(Extrait des données):
+-------+

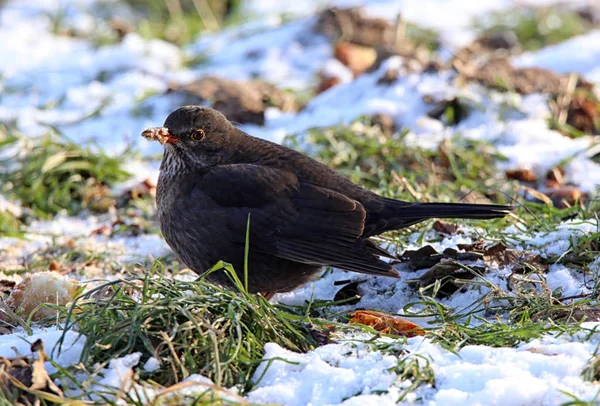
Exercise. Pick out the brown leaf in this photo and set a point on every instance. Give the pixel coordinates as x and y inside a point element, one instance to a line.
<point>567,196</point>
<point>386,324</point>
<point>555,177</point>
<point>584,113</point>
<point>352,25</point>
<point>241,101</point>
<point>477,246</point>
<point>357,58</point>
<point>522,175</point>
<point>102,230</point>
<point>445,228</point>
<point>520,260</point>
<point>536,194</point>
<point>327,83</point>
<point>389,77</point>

+-------+

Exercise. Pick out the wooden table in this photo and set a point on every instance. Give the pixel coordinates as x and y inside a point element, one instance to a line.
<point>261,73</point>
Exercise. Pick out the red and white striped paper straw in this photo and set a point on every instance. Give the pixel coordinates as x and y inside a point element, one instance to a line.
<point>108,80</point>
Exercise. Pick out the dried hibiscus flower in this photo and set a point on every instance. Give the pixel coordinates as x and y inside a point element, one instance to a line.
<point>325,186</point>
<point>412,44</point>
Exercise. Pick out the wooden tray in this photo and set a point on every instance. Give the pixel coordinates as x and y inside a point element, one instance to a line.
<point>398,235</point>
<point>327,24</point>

+-------+

(Consigne):
Recopiez telles quelles les lignes qui vont de celle contenant « Exercise. Pick out the brown » jusqu'à celle contenant « <point>389,77</point> », ces deux lignes comprises.

(Réponse ci-dessous):
Exercise. Pick out the brown leaf in this photo and set a point on every instance. Give the pixel coordinates as x and y inside a point element, one instance to a line.
<point>567,196</point>
<point>386,324</point>
<point>555,177</point>
<point>584,113</point>
<point>352,25</point>
<point>241,101</point>
<point>477,246</point>
<point>357,58</point>
<point>522,175</point>
<point>102,230</point>
<point>445,228</point>
<point>520,260</point>
<point>536,194</point>
<point>327,83</point>
<point>389,77</point>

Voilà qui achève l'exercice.